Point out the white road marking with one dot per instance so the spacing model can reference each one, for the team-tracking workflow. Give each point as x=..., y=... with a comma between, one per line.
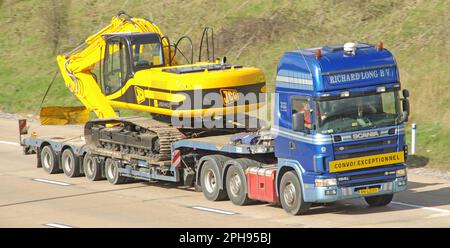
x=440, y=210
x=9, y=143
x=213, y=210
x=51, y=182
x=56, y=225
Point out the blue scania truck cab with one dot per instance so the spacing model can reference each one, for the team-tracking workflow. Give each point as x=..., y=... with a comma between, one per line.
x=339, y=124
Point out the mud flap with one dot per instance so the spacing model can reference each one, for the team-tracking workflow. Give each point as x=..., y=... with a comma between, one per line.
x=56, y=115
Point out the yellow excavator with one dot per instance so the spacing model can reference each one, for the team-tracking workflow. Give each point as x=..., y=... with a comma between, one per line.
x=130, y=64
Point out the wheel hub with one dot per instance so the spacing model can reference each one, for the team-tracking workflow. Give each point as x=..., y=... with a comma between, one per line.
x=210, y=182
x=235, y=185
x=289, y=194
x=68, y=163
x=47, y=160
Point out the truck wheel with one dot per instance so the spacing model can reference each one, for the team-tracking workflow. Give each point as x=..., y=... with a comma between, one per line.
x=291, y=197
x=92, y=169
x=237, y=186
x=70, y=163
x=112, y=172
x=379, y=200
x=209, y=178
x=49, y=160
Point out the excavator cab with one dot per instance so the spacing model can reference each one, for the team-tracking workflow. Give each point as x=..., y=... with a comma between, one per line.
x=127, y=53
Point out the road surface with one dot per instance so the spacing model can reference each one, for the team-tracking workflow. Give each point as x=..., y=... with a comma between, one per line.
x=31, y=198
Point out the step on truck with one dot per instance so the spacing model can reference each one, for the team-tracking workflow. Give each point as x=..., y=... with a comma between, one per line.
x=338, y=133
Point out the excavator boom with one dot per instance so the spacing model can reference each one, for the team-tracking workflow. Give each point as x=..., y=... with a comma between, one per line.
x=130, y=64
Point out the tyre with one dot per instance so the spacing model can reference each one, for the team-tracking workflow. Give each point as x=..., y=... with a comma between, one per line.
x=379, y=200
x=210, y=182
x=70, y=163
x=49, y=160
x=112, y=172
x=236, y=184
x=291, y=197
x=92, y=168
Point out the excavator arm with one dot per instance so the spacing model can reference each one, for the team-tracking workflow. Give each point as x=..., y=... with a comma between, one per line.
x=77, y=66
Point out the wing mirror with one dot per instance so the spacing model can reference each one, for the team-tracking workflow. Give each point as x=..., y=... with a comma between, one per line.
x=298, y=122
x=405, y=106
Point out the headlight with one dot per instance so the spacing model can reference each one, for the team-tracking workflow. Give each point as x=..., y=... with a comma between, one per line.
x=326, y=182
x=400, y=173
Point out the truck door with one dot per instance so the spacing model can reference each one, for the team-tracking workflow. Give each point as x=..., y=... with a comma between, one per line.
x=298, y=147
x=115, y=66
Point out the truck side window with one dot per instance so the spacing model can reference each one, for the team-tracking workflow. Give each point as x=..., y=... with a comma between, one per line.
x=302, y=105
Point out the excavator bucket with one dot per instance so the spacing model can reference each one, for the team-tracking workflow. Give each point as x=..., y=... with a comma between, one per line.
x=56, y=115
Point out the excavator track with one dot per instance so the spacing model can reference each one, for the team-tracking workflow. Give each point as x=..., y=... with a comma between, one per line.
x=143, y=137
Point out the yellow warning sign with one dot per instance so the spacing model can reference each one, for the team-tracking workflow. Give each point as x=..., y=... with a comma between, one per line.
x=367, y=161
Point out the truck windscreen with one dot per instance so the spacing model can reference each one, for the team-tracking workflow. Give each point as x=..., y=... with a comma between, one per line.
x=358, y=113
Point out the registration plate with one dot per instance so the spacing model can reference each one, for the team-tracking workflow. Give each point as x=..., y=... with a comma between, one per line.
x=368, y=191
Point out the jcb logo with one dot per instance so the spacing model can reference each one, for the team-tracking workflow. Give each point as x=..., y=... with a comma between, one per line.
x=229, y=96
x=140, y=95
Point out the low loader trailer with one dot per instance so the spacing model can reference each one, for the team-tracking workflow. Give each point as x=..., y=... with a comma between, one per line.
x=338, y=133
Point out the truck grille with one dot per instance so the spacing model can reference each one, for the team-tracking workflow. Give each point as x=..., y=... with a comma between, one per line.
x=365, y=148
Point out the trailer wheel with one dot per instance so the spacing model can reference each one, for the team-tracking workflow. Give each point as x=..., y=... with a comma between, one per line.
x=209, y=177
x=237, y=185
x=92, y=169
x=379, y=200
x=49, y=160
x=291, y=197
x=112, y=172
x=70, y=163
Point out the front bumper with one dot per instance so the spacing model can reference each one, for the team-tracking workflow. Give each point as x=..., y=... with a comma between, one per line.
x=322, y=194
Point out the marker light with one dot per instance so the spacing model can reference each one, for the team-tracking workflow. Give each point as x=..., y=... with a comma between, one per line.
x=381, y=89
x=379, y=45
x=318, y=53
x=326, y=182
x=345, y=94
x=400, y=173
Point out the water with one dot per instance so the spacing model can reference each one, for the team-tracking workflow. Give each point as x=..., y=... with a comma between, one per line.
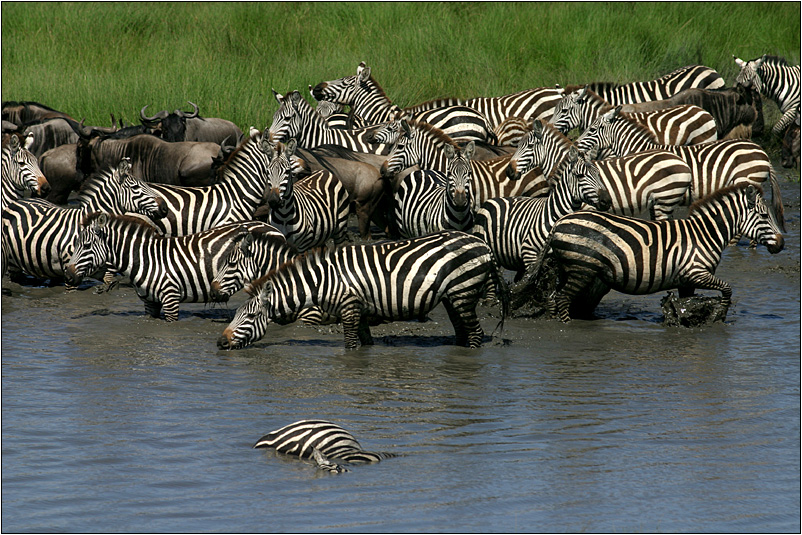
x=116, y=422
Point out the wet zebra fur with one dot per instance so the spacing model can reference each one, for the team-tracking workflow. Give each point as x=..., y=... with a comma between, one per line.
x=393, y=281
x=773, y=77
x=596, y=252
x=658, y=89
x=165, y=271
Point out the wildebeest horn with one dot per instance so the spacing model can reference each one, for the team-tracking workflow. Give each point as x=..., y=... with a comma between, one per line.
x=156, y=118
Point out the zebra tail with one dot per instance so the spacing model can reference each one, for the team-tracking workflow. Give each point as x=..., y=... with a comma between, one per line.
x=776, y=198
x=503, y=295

* * *

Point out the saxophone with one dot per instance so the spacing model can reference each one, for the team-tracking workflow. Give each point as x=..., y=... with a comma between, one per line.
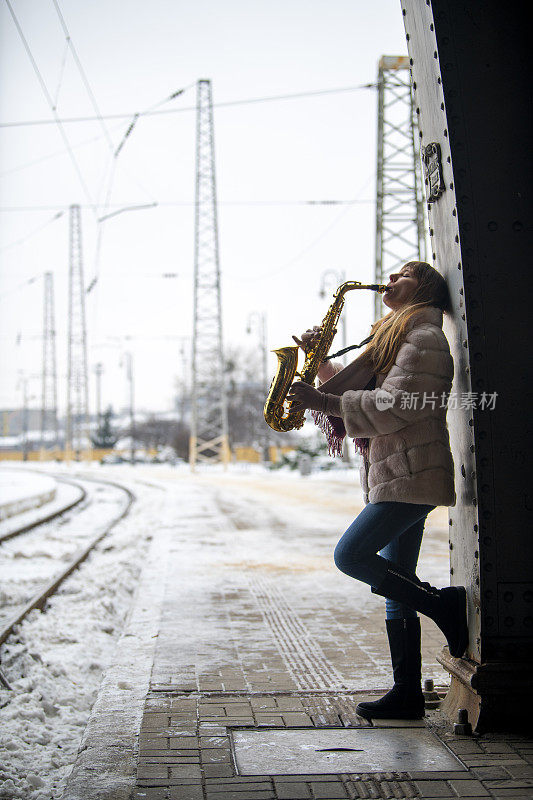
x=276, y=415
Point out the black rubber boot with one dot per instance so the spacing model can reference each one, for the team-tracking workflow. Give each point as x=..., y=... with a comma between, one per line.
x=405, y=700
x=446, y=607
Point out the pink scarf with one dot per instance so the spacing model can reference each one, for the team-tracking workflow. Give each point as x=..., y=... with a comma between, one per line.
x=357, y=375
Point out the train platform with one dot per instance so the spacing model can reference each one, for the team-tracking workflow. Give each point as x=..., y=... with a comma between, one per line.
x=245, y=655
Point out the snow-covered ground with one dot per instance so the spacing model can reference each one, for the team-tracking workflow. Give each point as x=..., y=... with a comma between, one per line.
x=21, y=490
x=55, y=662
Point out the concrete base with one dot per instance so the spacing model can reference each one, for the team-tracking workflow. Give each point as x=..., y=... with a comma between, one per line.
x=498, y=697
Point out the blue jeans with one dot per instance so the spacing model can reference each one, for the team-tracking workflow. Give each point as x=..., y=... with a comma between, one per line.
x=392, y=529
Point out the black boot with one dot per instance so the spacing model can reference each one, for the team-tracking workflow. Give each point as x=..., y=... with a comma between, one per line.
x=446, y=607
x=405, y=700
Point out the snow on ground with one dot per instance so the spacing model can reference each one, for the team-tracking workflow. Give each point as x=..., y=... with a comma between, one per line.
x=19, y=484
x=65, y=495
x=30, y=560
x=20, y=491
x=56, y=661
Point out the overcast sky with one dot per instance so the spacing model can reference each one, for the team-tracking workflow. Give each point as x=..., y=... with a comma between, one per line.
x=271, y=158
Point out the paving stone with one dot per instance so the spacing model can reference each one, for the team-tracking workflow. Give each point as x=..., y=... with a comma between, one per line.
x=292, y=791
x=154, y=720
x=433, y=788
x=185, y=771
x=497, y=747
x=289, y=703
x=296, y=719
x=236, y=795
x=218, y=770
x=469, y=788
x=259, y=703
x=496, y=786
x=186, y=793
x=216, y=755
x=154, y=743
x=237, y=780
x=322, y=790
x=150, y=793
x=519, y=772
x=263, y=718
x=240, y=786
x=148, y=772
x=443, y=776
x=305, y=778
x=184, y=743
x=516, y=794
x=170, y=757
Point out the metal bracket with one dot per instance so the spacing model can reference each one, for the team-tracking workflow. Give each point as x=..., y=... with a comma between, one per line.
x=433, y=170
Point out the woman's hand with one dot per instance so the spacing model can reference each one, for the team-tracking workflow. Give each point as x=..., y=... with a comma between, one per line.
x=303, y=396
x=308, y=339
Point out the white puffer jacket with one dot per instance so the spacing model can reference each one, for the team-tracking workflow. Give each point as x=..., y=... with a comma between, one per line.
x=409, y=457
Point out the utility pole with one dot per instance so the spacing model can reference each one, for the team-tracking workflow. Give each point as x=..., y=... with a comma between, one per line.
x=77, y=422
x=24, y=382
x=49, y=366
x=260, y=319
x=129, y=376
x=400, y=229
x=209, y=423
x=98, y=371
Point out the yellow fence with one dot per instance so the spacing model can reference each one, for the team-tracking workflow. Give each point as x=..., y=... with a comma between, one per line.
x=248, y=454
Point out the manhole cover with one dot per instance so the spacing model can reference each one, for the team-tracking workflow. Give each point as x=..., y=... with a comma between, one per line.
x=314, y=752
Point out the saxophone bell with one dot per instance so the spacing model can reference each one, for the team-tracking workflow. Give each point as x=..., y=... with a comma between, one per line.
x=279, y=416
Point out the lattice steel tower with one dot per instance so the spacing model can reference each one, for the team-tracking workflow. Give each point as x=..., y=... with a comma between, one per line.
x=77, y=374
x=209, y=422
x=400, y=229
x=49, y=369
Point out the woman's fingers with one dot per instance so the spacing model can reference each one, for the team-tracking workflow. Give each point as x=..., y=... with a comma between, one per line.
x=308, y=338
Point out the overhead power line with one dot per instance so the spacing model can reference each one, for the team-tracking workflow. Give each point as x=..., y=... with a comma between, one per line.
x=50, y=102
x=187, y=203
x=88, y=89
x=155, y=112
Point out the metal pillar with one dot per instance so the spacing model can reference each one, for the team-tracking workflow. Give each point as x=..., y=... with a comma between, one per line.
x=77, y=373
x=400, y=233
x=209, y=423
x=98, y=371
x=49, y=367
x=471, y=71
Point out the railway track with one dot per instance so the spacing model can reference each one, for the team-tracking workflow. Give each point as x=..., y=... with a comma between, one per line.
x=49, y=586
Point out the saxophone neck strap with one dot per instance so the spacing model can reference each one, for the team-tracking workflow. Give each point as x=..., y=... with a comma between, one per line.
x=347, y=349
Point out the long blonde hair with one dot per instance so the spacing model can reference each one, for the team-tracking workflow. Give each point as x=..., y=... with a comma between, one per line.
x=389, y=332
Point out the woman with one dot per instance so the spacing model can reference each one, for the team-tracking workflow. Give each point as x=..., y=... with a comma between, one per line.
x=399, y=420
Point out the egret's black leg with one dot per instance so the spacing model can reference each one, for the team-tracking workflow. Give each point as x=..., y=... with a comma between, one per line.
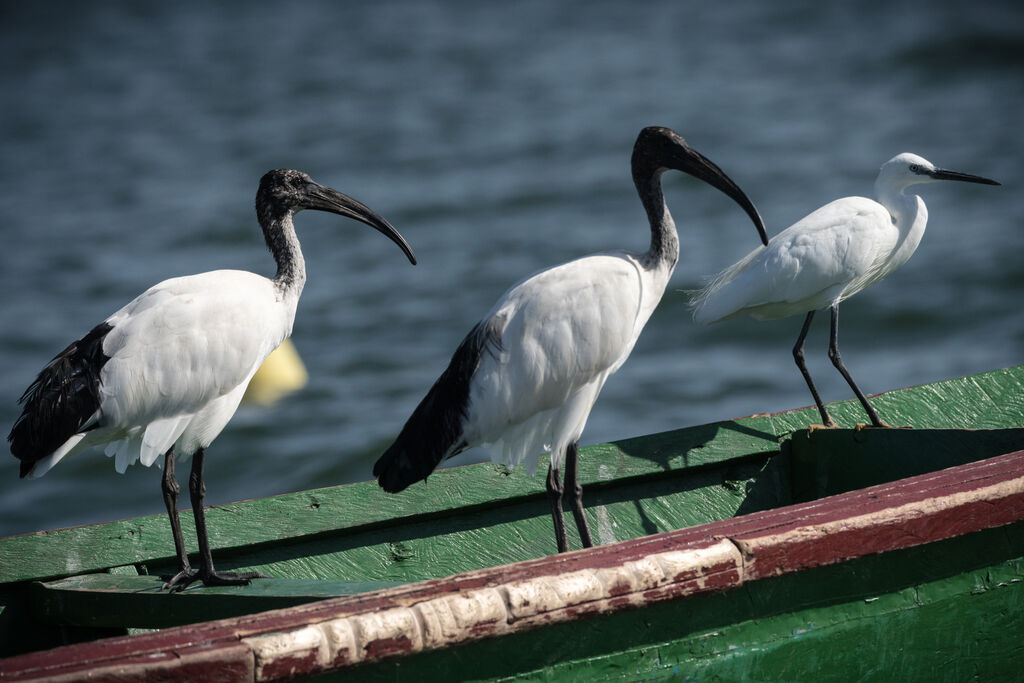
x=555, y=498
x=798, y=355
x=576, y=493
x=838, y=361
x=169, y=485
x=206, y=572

--

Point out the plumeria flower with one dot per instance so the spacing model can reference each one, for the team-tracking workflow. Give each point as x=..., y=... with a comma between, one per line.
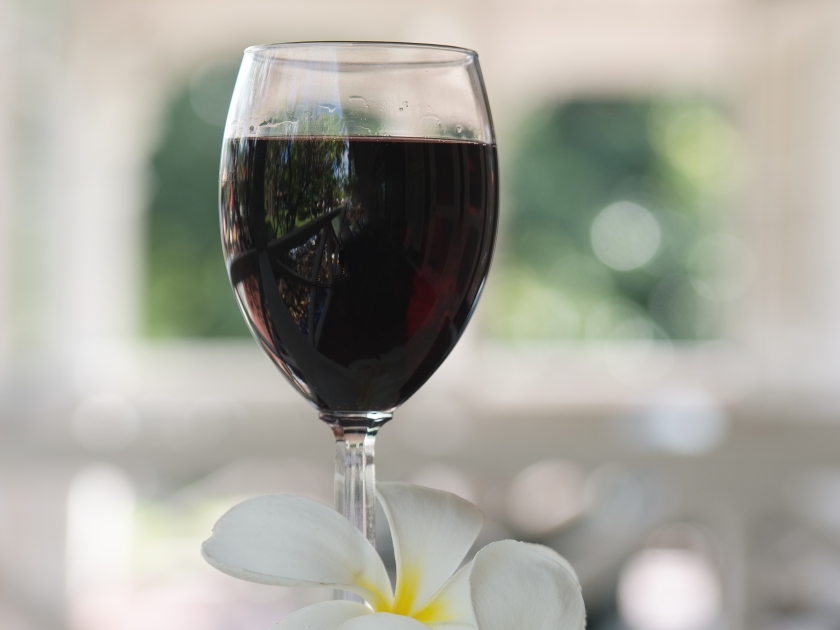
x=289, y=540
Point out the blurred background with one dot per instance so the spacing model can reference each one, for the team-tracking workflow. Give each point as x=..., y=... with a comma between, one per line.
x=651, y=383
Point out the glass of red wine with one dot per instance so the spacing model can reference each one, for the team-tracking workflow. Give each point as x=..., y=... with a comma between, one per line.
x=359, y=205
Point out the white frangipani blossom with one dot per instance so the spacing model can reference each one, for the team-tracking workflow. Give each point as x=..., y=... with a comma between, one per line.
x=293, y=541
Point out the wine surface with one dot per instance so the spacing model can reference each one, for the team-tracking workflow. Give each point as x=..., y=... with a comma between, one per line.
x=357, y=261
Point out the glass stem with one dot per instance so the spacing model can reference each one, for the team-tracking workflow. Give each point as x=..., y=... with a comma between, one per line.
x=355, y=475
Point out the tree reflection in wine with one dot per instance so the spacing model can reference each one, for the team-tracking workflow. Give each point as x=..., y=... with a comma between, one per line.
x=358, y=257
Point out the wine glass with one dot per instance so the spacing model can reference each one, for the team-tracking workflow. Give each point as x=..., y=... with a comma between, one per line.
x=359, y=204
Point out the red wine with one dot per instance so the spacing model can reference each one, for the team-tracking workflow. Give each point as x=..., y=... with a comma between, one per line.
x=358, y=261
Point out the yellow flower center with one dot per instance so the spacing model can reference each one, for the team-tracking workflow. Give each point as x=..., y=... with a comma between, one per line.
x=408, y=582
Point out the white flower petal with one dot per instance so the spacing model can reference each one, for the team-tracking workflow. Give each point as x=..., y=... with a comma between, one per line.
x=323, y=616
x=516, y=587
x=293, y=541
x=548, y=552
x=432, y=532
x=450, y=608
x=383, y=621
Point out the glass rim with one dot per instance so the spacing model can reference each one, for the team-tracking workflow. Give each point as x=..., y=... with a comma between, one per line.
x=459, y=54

WORK TO BE COMPLETED >> Retype everything in the records from the line containing "Point out the white road" down to the line containing "x=339, y=124", including both of those lines. Leave the pictures out of your copy.

ANSWER TO THE PROBLEM >>
Point out the white road marking with one dot per instance so the spacing model can reference each one, for the team-tracking workflow. Give each point as x=..., y=... with a comma between, one per line.
x=440, y=210
x=9, y=143
x=213, y=210
x=51, y=182
x=56, y=225
Point out the blue scania truck cab with one dot per instance so the spacing model can reference each one, for the team-tracking workflow. Give each point as x=..., y=... with a comma between, one per line.
x=339, y=124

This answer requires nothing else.